Отрывок для чтения
"""

Отнюдь не кадетом был и Владимир Владимирович Пруссак, о котором я уже достаточно рассказал раньше.

Годы, которые неслись над нами, непосредственно вслед за тем разбросали нас в разные стороны, и я потом лишь изредка, то там, то здесь, встречал своих осузцев. Да, надо сказать, самый "разброс" этот проходил тогда нередко весьма странно, причудливо, неожиданно. Теперь, вспоминая, тоже нелегко понять – каким движением переводились в те бурные, нелегкие и такие памятные, такие дорогие всем нам годы стрелки наших рельсов то в одну, то в другую сторону…

Вот какая, в теперешнем моем представлении – почти гротескная история разыгралась в 1918 году на нашем осузском фоне.

Когда возник ОСУЗ, я был семиклассником. Почти все мои сотоварищи по первой Управе были учениками восьмых классов, кончали курс в мае 1917-го. Осенью была избрана вторая Управа ОСУЗа. Ее состав был несравненно левее, нежели предыдущий, хотя большевиков я там не помню. Меня избрали и в этот второй состав Управы: я-то должен был кончить гимназию весной следующего года, восемнадцатого. Председательницей новой Управы оказалась белокурая, голубоглазая решительная Нина Г., дочка известного военного хирурга.

Этот ОСУЗ, новый, уже не открещивался от практических дел: был образован, например, "ученический кооператив". Стали мы иначе относиться и к происходившему вокруг нас: помнится, когда после Октября на дальних подступах к городу начались схватки с подходившими с юга казачьими частями генерала Краснова, была сделана попытка сформировать и отправить на фронт гимназический летучий санитарный отряд ОСУЗа. Не могу Сейчас утверждать точно, но кажется, она была осуществлена. Отряд выехал на гатчинское направление, однако красновцы так быстро были разбиты и сдались, что, как будто, осузским санитарам почти не пришлось поработать в боевой обстановке.

"""

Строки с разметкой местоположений
"""

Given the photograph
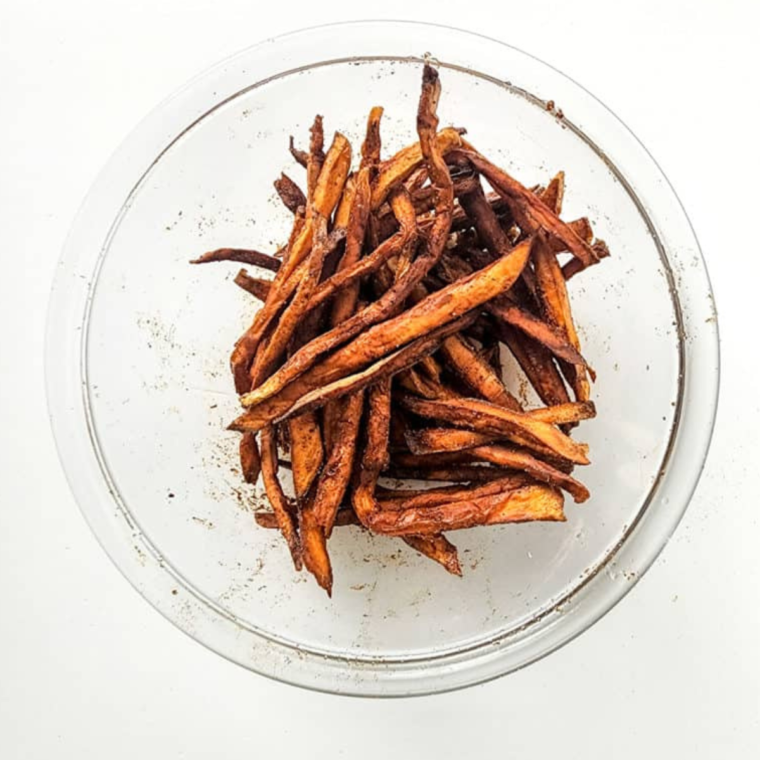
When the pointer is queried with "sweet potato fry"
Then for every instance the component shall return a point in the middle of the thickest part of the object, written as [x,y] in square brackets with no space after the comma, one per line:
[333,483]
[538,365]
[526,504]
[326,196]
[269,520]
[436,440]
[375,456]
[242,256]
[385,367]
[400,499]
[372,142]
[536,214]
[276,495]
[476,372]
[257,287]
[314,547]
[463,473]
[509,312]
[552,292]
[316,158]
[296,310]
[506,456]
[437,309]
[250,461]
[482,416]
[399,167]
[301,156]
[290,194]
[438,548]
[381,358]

"""
"""

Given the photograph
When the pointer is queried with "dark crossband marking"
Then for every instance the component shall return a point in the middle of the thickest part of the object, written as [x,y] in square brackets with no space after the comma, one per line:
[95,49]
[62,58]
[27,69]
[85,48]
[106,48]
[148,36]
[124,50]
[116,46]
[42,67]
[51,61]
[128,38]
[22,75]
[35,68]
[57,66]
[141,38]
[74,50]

"""

Задания
- a) Кратко перескажите абзац отрывка, начинающийся словами «Когда возник ОСУЗ», сохранив его основные факты.
- b) Отберите из строк все, где встречается слово «pointer».

Ответы
- a) Когда возник ОСУЗ, автор учился в седьмом классе, а почти все его товарищи по первой Управе были восьмиклассниками и окончили курс в мае 1917 года. Осенью избрали вторую Управу, гораздо левее прежней, хотя большевиков в ней автор не помнит. Его избрали и в этот состав, так как гимназию он должен был окончить весной 1918 года. Председательницей новой Управы стала Нина Г., дочь известного военного хирурга.

- b)
When the pointer is queried with "sweet potato fry"
When the pointer is queried with "dark crossband marking"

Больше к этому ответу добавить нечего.